» Records

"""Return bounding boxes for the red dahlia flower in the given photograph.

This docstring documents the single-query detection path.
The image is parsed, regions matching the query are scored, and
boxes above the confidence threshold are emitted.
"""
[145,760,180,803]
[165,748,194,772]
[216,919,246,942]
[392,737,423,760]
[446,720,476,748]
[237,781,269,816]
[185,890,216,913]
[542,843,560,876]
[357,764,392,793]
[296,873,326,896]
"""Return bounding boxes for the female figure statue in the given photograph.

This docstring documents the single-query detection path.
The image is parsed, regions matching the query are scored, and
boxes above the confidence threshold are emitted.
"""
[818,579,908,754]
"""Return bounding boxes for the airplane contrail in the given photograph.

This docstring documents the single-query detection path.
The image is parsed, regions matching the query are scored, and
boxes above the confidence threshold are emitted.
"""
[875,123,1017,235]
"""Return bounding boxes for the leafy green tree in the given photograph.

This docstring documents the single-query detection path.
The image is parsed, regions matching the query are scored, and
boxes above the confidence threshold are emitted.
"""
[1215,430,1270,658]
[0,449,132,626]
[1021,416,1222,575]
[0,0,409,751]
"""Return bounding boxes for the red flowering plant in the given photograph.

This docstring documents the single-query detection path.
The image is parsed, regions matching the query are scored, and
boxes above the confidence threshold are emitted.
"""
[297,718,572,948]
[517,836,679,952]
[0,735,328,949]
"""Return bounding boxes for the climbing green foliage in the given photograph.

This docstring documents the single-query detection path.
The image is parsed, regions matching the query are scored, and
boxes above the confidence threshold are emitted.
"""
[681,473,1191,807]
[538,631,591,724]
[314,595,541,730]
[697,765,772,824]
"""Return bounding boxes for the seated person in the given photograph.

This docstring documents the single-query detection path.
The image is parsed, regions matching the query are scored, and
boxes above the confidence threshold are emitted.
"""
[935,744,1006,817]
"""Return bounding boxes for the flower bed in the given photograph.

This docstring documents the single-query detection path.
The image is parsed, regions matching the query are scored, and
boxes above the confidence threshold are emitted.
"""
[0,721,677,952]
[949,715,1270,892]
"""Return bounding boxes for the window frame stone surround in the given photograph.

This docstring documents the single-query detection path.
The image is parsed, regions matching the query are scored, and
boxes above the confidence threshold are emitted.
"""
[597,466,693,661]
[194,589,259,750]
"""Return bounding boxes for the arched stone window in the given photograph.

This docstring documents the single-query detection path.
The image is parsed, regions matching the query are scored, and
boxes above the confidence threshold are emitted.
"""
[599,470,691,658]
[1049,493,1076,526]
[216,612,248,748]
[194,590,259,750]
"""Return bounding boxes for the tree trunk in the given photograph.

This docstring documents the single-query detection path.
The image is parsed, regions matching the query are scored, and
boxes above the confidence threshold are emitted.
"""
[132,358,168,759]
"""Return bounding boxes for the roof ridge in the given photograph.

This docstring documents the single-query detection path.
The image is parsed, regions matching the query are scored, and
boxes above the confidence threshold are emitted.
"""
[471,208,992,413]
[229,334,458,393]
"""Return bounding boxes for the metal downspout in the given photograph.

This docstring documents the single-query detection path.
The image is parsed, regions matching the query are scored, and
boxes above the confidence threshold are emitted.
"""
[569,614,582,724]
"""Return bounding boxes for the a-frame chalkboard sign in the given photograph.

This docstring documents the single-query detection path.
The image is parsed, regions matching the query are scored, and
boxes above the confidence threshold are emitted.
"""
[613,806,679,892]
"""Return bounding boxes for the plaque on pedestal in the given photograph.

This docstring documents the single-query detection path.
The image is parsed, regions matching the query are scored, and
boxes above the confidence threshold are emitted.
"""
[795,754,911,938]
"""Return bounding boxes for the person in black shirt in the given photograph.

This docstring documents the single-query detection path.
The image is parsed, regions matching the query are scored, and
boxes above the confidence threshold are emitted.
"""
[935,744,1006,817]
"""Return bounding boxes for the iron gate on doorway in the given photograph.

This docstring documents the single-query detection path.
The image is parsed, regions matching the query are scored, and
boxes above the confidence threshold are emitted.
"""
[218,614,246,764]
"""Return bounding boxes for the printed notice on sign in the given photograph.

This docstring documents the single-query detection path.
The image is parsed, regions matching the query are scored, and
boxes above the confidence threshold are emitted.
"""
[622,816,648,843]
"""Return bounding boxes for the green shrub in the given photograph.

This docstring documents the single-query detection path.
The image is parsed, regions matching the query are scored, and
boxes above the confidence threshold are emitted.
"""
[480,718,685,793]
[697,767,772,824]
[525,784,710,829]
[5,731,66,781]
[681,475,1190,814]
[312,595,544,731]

» Set exercise
Can you reproduce everything from the start of the entries down to the line containing "[818,579,908,754]", both ends included, scaling each bounding box coordinate by 1.4 and rounding to whole numbers with halves going up? Keep the rest of the entries' text unchanged.

» Result of the task
"""Return bounding boxes for the red dahlia flower in the given photograph.

This docstring documents the single-query detection path.
The image is parsed, regions matching the query are scored, and
boxes above the confidence threshold are emitted.
"""
[203,1064,252,1124]
[231,1047,272,1081]
[302,1287,344,1319]
[549,1032,592,1064]
[624,1008,666,1047]
[332,1093,377,1142]
[259,1246,302,1278]
[759,1180,784,1226]
[500,1070,549,1110]
[414,1222,456,1254]
"""Return bounding boxes for the female figure statue in the given photograph.

This docstring documents the single-query detection path.
The image is parsed, regions matching the query are scored, and
boxes above the confidence threshold are emitted.
"""
[1145,811,1271,1056]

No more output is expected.